What to produce:
Retype every entry in its entirety, without alteration.

Input records:
<<<<

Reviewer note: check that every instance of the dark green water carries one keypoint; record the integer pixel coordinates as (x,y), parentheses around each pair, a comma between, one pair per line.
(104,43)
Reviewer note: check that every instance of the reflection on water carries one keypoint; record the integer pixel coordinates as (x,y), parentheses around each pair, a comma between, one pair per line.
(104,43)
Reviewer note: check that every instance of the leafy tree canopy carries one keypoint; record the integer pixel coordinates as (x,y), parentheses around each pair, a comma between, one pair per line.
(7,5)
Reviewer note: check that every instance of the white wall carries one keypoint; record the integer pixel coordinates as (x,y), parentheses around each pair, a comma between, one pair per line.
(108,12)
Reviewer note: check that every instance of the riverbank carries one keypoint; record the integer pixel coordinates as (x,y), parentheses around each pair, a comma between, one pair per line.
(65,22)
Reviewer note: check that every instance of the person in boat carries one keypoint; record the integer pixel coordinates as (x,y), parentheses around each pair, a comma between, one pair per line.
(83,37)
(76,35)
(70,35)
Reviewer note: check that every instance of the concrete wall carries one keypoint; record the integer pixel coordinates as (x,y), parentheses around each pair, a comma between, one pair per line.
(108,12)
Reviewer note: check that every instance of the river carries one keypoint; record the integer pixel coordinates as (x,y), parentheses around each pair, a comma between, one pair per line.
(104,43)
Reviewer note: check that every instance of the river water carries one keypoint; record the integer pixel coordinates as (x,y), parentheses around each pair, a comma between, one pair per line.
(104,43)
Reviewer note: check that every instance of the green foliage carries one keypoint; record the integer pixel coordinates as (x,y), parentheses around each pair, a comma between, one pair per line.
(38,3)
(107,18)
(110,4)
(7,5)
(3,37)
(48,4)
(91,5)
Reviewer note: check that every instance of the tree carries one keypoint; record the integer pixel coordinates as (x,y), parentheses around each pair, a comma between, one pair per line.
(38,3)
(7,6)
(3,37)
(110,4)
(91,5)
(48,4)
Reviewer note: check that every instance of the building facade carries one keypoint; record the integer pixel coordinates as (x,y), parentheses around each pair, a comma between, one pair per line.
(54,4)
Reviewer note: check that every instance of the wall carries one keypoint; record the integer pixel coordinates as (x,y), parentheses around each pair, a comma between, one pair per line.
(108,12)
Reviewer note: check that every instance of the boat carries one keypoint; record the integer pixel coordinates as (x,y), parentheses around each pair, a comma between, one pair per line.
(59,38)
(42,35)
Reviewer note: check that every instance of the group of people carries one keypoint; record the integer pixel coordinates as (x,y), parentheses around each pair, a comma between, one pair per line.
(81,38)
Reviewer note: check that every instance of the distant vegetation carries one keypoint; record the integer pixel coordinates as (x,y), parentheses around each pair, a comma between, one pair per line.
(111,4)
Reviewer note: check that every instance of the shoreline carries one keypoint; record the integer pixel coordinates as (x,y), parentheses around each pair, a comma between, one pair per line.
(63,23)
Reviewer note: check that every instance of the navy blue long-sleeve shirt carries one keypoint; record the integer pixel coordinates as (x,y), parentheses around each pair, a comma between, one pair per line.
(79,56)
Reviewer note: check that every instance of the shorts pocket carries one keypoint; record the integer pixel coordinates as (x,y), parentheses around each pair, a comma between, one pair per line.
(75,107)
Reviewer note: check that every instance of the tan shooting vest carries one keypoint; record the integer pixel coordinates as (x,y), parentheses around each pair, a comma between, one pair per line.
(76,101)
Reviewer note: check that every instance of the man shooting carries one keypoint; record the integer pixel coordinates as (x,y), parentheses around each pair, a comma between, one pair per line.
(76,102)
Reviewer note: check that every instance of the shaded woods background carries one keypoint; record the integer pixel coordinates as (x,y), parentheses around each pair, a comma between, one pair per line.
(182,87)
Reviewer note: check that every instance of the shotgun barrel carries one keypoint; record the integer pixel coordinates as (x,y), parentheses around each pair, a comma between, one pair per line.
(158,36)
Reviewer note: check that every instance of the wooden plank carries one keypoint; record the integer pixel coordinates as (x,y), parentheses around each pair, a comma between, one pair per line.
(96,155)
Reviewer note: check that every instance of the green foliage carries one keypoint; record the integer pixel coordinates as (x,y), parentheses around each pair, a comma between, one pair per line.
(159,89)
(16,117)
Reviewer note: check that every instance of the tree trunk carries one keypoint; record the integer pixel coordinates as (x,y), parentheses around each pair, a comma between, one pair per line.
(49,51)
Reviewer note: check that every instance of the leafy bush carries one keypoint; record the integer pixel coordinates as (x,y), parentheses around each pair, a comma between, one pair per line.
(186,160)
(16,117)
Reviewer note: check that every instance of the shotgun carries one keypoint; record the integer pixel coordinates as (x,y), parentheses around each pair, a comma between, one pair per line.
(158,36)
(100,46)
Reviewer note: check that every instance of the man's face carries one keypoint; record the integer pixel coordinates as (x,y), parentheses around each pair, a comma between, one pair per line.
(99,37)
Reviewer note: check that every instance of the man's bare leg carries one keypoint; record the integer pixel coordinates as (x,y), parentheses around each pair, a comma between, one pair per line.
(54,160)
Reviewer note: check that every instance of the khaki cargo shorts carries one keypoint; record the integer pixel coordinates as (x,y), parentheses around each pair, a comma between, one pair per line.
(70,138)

>>>>

Response area:
Reviewer note: check that every instance of the dark green water carries one keypoint; record the integer pixel coordinates as (x,y), parentheses around each pair, a comma between, one pair per line.
(104,43)
Reviewer note: check that every instance of the reflection on water carries one keypoint; record the integer pixel coordinates as (x,y), parentheses around each pair, a comma between, one pair per line.
(104,43)
Reviewer note: check that every instance of the leafy tree canopy carries one keypoint; record the integer pixel coordinates as (x,y), parentheses around each pair, a comma between, one pair per line.
(7,5)
Reviewer note: check that every instance of the white wall carries one keypoint; record the integer pixel coordinates as (x,y), parentheses around each pair, a comma between, one pair per line.
(108,12)
Reviewer note: check that every instance of the riverbank carries one keypoint; record the integer pixel coordinates as (x,y), parentheses around each pair, a comma between, one pair per line.
(65,22)
Reviewer note: check that every instance of the person in boat carries one keypoint; record the integer pixel coordinates as (x,y), parentheses around each pair, a comma between, one pair per line.
(83,37)
(76,35)
(70,35)
Reviewer note: check that every instance of the concrete wall carries one keypoint; record the integer pixel coordinates as (x,y), parentheses around each pair, a comma between, one pair per line.
(108,12)
Reviewer note: check that every instance of the river carries one keypoint; record the integer pixel coordinates as (x,y), parentheses around each pair, a comma between, one pair per line.
(104,43)
Reviewer note: check that every instance of the river water carries one keypoint; record the integer pixel coordinates as (x,y), parentheses around each pair, a comma between, one pair per line.
(104,43)
Reviewer note: check that every instance of the green foliage carries one keypoint; record the integer pixel coordinates as (x,y), parentheses around each pair, a comma between, one pair per line.
(38,3)
(107,18)
(110,4)
(7,5)
(3,37)
(48,4)
(91,5)
Reviewer note: check that every instance of the tree carries one keypoint; record the integer pixel coordinates as (x,y), parentheses around each pair, a comma between, one pair per line.
(38,3)
(7,6)
(3,37)
(110,4)
(91,5)
(48,4)
Reviewer note: check that every instance of the building facade carries one keypoint; record the integer pixel coordinates as (x,y), parentheses around each pair, a comma between, one pair per line.
(54,4)
Reviewer note: check that every instance of the wall carries one keypoint; record the integer pixel coordinates as (x,y), parentheses around each pair, a comma between, one pair per line.
(108,12)
Reviewer note: check that every instance of the boat carries one keypoint; record the integer pixel coordinates as (x,y), parentheses around each pair, a comma between, one pair per line.
(59,38)
(42,35)
Reviewer note: check that every instance of the group of people carries one keypoint; record the integer pixel coordinates as (x,y), parentheses around each pair, a comma between, one pair per line.
(81,38)
Reviewer note: check that every instance of the distant vegetation carries one keypoint; record the integer pixel coordinates as (x,y), parentheses around each pair, a comma between, one pair per line.
(111,4)
Reviewer note: check that every instance of the shoreline carries one keypoint; record the integer pixel coordinates as (x,y), parentheses around each pair, a comma between, one pair per line.
(63,23)
Reviewer note: check that every instance of the navy blue long-sleeve shirt carries one keypoint; record the integer pixel coordinates as (x,y), parentheses around each pair, a comma between, one pair per line.
(79,56)
Reviewer note: check that every instance of the shorts pocket carries one keypoint; record the integer pixel coordinates as (x,y), parentheses around each pair, a comma between, one pair per line.
(75,107)
Reviewer note: check that every instance of the tan shooting vest carries one keypoint; record the integer pixel coordinates as (x,y), parentheses around each pair, a comma between, one pair per line.
(76,101)
Reviewer note: check that every instance of the man shooting carries one keypoint; record the integer pixel coordinates as (x,y), parentheses around each pair, a comma between, one pair per line.
(76,102)
Reviewer note: check that every instance of the shaded woods background carries one keypoint; record the integer pixel coordinates as (x,y), parentheses around each pair, a comma between, one pair per line.
(182,87)
Reviewer note: check that every instance of the shotgun barrel carries one keypoint; record the integer pixel coordinates as (x,y), parentheses around each pair, a comma between, one pair per line.
(158,36)
Reviewer note: check that every instance of the wooden plank carries one keypoint; record the integer pixel coordinates as (x,y), parentheses around each pair, a comma between, one pair per line.
(96,155)
Reviewer note: check that every instance of the green foliage carries one keypoint; record the integer pixel coordinates as (x,y), parentheses around each pair, a comma between, one pair per line.
(159,89)
(16,117)
Reviewer note: check that every instance of the tree trunk carries one keypoint; record the integer pixel coordinates as (x,y), parentheses around each pair, a comma between, one pair per line.
(49,51)
Reviewer note: check that every instance of the leafy bush carries one keypoint; record the integer pixel coordinates as (x,y), parentheses around each pair, a comma between, one pair per line.
(186,160)
(16,117)
Reviewer note: check that every instance of the shotgun carries one keypoint; record the integer pixel coordinates as (x,y), parentheses around each pair, a comma between, one pair per line.
(158,36)
(100,46)
Reviewer note: check that every instance of the man's face carries one keypoint; record the integer pixel coordinates as (x,y), parentheses around each pair, a comma between, one pair per line.
(99,37)
Reviewer note: check that every instance of the man's bare leg carries one keypoint; record the integer pixel coordinates as (x,y), parentheses around each pair, a comma between, one pair per line.
(54,160)
Reviewer note: check that every instance of the khaki cargo shorts carries one keypoint; record the integer pixel coordinates as (x,y), parentheses around each pair, a comma between, one pair per line.
(70,138)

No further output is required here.